▸ Direction
Recast the following lines as a JSON list of strings, one string for each line, with blank lines omitted. Leave the pictures out of the answer.

==== Dataset extract

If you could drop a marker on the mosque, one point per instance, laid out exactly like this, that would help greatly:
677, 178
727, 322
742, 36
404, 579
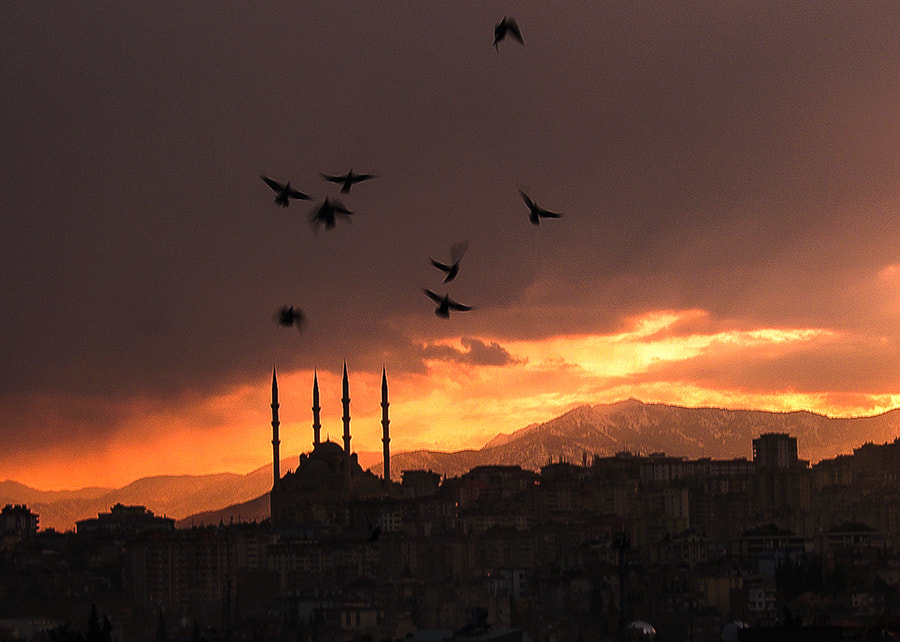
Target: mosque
328, 484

========

▸ Written solution
[
  "If you could drop a marker on the mosque, one point per instance, laid out exactly like this, that would help greatly:",
  "677, 178",
  "727, 322",
  "742, 36",
  "404, 579",
  "Target: mosque",
  "328, 484"
]